_Data_.
== == ==
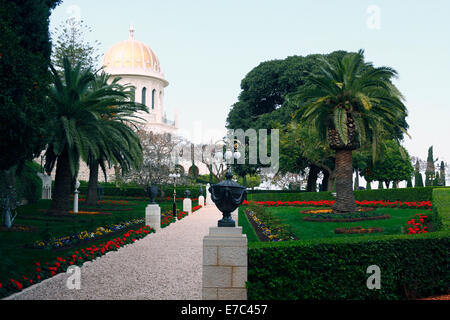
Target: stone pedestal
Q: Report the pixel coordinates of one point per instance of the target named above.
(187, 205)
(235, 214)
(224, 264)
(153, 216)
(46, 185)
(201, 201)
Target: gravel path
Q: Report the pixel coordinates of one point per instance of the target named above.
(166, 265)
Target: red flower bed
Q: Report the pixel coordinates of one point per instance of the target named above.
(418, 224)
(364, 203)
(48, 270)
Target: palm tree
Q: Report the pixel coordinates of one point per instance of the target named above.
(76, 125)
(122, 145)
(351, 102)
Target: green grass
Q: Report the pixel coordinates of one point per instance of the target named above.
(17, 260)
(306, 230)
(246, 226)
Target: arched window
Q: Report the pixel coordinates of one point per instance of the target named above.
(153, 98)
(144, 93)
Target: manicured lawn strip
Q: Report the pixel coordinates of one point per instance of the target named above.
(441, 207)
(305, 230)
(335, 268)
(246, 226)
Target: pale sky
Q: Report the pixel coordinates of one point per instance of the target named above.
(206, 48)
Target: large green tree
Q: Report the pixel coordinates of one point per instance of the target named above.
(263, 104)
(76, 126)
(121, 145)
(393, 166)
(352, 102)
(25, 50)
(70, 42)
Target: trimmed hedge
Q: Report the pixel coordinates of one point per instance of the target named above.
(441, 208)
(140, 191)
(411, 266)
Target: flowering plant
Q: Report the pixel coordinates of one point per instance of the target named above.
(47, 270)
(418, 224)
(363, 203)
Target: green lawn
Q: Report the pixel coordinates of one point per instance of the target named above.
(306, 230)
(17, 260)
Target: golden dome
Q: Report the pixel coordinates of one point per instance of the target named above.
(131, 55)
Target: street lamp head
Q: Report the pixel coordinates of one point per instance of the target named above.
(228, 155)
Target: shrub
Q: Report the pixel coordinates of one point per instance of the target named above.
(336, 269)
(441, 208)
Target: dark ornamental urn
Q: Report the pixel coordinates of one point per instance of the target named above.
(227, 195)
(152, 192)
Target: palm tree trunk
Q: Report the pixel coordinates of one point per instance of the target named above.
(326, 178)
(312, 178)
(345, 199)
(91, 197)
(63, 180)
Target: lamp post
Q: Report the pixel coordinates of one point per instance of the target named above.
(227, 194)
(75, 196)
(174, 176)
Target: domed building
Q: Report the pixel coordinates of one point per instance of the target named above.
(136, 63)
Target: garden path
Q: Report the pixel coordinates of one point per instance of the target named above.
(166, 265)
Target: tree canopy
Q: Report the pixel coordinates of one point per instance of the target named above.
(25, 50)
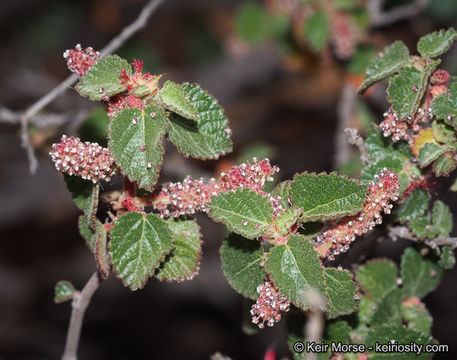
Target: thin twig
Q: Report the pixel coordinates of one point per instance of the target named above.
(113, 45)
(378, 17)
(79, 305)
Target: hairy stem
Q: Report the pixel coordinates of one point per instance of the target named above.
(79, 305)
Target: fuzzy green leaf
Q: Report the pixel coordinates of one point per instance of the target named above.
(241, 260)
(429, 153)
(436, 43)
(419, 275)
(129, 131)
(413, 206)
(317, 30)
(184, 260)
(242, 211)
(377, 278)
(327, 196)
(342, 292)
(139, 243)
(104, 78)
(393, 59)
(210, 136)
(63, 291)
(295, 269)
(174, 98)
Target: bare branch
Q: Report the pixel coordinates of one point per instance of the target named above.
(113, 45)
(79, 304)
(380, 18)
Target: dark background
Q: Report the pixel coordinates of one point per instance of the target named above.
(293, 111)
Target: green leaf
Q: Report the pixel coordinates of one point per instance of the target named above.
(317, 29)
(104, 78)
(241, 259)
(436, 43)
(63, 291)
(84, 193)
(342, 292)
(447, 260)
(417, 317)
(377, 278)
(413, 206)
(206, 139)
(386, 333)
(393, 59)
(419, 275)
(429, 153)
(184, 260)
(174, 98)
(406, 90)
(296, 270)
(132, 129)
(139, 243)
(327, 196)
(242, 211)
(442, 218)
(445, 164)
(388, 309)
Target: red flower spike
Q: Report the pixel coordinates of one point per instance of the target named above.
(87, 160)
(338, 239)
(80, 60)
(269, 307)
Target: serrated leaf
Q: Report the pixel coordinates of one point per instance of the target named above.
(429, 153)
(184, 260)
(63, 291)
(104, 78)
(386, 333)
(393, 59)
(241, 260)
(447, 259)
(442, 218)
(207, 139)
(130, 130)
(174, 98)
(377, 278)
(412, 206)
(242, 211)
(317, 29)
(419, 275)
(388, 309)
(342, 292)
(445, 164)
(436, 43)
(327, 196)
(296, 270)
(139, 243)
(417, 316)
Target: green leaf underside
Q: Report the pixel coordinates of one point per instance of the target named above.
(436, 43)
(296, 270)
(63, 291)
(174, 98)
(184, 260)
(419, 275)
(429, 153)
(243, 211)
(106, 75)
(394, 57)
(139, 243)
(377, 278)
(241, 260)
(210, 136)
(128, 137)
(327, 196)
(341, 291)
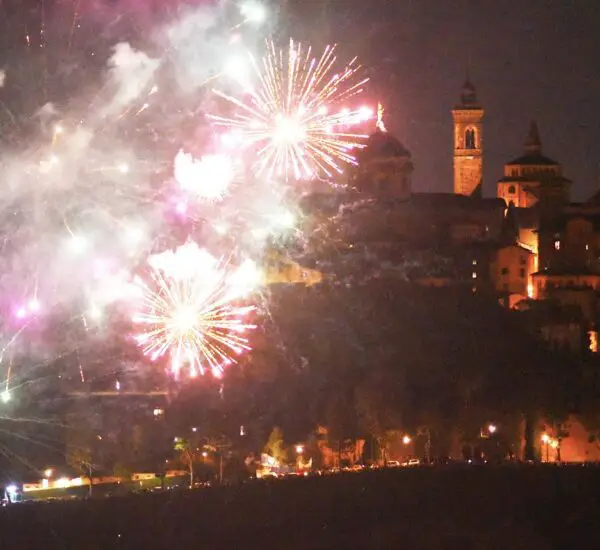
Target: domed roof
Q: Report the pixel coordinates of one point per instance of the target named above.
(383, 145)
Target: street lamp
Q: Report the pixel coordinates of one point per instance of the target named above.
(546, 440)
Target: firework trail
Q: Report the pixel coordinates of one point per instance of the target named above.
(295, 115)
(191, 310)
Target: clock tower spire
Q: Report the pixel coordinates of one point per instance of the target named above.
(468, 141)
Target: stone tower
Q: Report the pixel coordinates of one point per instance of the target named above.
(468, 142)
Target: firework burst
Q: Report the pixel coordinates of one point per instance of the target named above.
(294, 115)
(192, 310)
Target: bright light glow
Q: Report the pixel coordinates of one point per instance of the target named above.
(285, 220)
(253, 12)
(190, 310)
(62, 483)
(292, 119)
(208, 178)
== == ==
_Problem to work on_. Copy all of the entries above word for word, leaving out the pictures.

_Answer to the task_.
Target: stone pedestal
Q: Report the pixel coordinates of one point per instance of the target named above.
(187, 205)
(235, 214)
(224, 264)
(153, 216)
(46, 185)
(201, 201)
Target: gravel path
Q: Report the pixel coordinates of one point per instance of the target named above.
(166, 265)
Target: red flower bed
Q: Report the pixel coordinates of one point per instance of the target named above.
(418, 224)
(364, 203)
(48, 270)
Target: palm tree
Q: Report the pixel coordinates of one point per instance of the target named above.
(76, 125)
(122, 145)
(351, 102)
Target: green grass
Q: Report the pixel coordinates of one point per instance of the target named above.
(17, 260)
(306, 230)
(246, 226)
Target: arched window
Q: Report the pixel coordinates of one point per instance of the target named above.
(153, 98)
(144, 93)
Target: manicured lawn strip
Q: Report the pixel coordinates of one point per instance of the target named above.
(441, 207)
(305, 230)
(335, 268)
(246, 226)
Target: pale sky
Q: Report the pixel coordinates of one point per instance of the target named above.
(206, 48)
Target: large green tree
Q: Report the pixel coordinates of one point per instance of the target named above.
(263, 104)
(76, 126)
(121, 145)
(393, 166)
(352, 102)
(25, 50)
(70, 42)
Target: trimmed hedge
Q: Report the pixel coordinates of one point per instance of the target named above.
(441, 208)
(140, 191)
(411, 266)
Target: flowering plant
Q: Report the pixel coordinates of one point per instance of the target named above.
(47, 270)
(418, 224)
(363, 203)
Target: green lawn
Q: Report the pixel coordinates of one point per instance of the target named above.
(306, 230)
(17, 260)
Target: golden dome
Q: Report the pixel coordinates of one point per instance of the target named above.
(131, 55)
Target: street lamp head
Q: Report the pixel coordinates of one point per instance of the target named above.
(228, 155)
Target: shrub
Q: Report the pixel coordinates of one point per instance of the target named above.
(336, 269)
(441, 208)
Target: dark ornamental urn
Q: Report the pixel coordinates of one point per instance of the target named above.
(227, 195)
(152, 192)
Target: palm tree trunk
Q: Report the pixel coordinates of one point per instance of the target named above.
(326, 178)
(312, 178)
(345, 199)
(91, 197)
(63, 180)
Target: lamp post
Q: Report the pixel coordinates of one point per instance of the target named above.
(227, 194)
(75, 196)
(174, 176)
Target: domed building
Q: Report the pixel coordinates of one point per instance of the target named above.
(136, 63)
Target: garden path
Q: Report the pixel coordinates of one point per instance of the target named above.
(166, 265)
Target: tree canopy
Q: Report the pixel coordinates of one point per instance of the target named above.
(25, 50)
Target: thin twig
Q: Report the pixel coordinates of one point per instance of the target named above.
(113, 45)
(378, 17)
(79, 305)
Target: hairy stem
Q: Report the pixel coordinates of one point per instance of the target named above.
(79, 305)
Target: fuzzy green leaf
Q: Report the pixel coordinates of one point per instance of the target named above.
(241, 260)
(429, 153)
(436, 43)
(419, 275)
(129, 131)
(413, 206)
(317, 30)
(184, 260)
(242, 211)
(377, 278)
(327, 196)
(342, 292)
(139, 243)
(104, 78)
(393, 59)
(210, 136)
(63, 291)
(295, 269)
(174, 98)
Target: bare branch
Q: Report the pixel coordinates of one point per instance of the target named above.
(113, 45)
(79, 304)
(380, 18)
Target: dark background
Q: Report the pixel coordinates of one point per instance of the target named above.
(293, 111)
Target: green leaf
Q: Report the pixel coordinates of one point per instance of the target named above.
(317, 29)
(104, 78)
(241, 259)
(436, 43)
(63, 291)
(84, 193)
(342, 292)
(447, 260)
(417, 317)
(377, 278)
(413, 206)
(206, 139)
(386, 333)
(393, 59)
(419, 275)
(429, 153)
(184, 260)
(174, 98)
(406, 90)
(296, 270)
(132, 129)
(139, 243)
(327, 196)
(242, 211)
(442, 218)
(445, 164)
(388, 309)
Target: red flower spike
Q: Report the pixel coordinates of one point per instance of the target named above.
(87, 160)
(338, 239)
(80, 60)
(269, 307)
Target: serrated leaf
Q: Report the pixel coordinates of one point per instance of the target named above.
(429, 153)
(184, 260)
(63, 291)
(104, 78)
(386, 333)
(393, 59)
(241, 260)
(447, 259)
(442, 218)
(207, 139)
(130, 130)
(174, 98)
(377, 278)
(412, 206)
(242, 211)
(317, 29)
(419, 275)
(388, 309)
(342, 292)
(445, 164)
(436, 43)
(327, 196)
(296, 270)
(139, 243)
(417, 316)
Target: green leaf underside
Q: Report the pixel coordinates of one point per instance of the target named above.
(436, 43)
(296, 270)
(63, 291)
(174, 98)
(184, 260)
(419, 275)
(429, 153)
(243, 211)
(106, 75)
(394, 57)
(139, 243)
(377, 278)
(241, 260)
(210, 136)
(128, 137)
(327, 196)
(341, 291)
Target: domed roof
Q: Report the pixel coordinates of one point per instance of the target named above.
(383, 145)
Target: street lamp
Q: Report the pixel coordinates of one point per instance of the target named above.
(546, 440)
Target: firework trail
Q: Report the pixel coordinates of one point per instance of the target named above.
(295, 115)
(191, 310)
Target: clock tower spire
Q: Report the pixel coordinates of one point per instance of the target named above.
(468, 141)
Target: stone tower
Q: Report the pixel coordinates of one point per instance of the target named above.
(468, 142)
Target: firework burst
Q: Report the pixel coordinates of one point per instance of the target named above.
(294, 115)
(192, 310)
Target: bright light glow
Q: Report the pixel coordinates of one point per instance of the target named above.
(285, 220)
(253, 12)
(190, 310)
(62, 483)
(292, 119)
(208, 178)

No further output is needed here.